— Stated task —
Please update everything from the line containing "# Mark the region of the white fleece" down to the line containing "regionseg --target=white fleece" by changing "blanket" to "throw" and leaving the rest untouched. Return only those lines.

— Task material —

══════════

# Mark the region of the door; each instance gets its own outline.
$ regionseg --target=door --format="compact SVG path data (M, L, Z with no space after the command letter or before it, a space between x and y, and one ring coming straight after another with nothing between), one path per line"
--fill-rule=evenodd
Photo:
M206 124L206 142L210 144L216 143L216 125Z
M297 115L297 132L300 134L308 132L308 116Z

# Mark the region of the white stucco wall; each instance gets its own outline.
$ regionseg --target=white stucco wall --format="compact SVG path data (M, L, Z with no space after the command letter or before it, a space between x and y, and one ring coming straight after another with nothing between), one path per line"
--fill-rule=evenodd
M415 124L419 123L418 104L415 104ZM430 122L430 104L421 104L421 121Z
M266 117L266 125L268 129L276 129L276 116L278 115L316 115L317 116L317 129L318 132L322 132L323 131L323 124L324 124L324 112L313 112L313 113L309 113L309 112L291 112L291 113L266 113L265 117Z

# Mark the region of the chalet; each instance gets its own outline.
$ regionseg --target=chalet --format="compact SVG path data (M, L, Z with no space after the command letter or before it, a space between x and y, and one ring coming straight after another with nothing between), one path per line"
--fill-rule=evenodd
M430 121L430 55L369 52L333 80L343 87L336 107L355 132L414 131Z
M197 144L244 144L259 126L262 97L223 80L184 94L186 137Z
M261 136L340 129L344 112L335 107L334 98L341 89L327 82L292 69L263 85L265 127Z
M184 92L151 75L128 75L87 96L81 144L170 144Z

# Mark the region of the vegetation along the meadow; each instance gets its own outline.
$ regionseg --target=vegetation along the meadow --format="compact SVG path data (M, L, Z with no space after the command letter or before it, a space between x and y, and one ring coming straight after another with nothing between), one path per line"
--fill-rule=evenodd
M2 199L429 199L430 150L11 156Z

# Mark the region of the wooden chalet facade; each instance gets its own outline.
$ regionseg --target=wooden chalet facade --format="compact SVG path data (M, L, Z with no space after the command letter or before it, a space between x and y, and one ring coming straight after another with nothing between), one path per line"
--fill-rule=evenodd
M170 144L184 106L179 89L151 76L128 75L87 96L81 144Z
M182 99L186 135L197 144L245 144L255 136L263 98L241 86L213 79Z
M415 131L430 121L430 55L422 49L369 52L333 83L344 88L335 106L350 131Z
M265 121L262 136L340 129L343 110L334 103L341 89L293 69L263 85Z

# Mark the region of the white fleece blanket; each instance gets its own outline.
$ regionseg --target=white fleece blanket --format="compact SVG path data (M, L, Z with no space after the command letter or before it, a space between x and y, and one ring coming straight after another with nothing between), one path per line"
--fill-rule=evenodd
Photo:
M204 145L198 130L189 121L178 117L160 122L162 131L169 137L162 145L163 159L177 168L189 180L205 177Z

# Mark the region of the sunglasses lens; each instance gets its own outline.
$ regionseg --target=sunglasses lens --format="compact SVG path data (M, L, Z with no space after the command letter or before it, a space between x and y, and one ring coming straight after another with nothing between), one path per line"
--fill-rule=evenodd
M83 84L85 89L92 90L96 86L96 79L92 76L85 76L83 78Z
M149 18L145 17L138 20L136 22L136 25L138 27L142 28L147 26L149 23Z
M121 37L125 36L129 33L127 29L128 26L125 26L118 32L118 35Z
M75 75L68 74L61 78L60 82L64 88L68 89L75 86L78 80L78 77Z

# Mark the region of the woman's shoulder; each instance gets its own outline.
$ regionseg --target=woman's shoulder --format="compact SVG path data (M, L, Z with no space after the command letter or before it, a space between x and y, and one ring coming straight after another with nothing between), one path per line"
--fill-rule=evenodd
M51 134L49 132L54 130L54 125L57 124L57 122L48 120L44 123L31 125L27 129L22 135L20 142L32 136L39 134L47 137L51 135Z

══════════

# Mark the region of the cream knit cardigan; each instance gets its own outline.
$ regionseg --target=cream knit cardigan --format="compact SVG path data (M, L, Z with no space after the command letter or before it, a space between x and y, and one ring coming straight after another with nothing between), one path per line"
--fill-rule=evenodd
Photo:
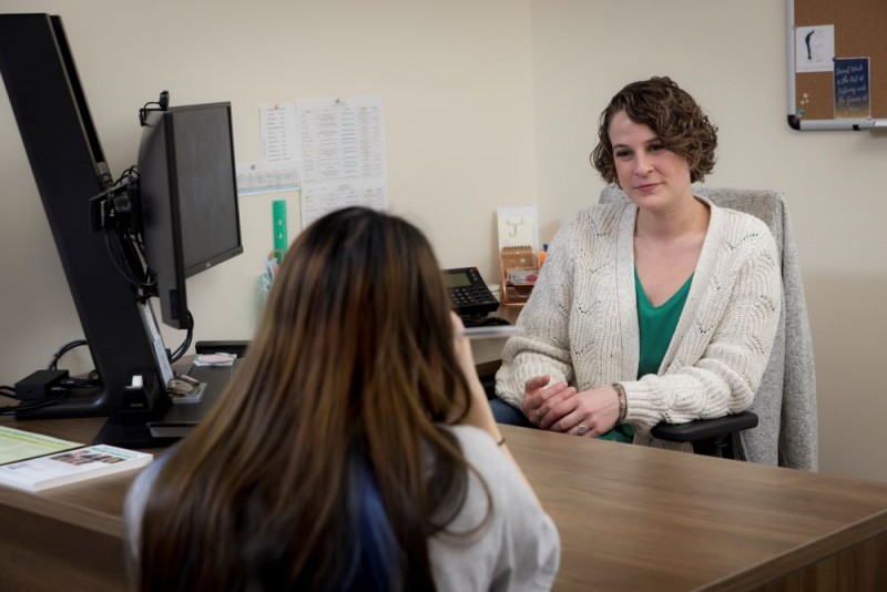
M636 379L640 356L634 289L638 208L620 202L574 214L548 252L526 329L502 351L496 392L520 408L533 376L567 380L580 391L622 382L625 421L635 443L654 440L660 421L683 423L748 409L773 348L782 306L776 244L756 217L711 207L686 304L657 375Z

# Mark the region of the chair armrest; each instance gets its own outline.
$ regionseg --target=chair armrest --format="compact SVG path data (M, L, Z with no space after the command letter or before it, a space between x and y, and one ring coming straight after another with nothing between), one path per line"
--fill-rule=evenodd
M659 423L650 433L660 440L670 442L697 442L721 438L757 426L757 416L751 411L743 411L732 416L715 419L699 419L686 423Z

══════════

— Output for this exercise —
# Mark the region of the white fleece throw; each instance gets its own outline.
$ regionseg --target=white fleece throw --format="compact SVG path data (M, L, Z with no space after the command letter or before it, a space between x and y, and one ring coming straight after another with nothing between), one path per line"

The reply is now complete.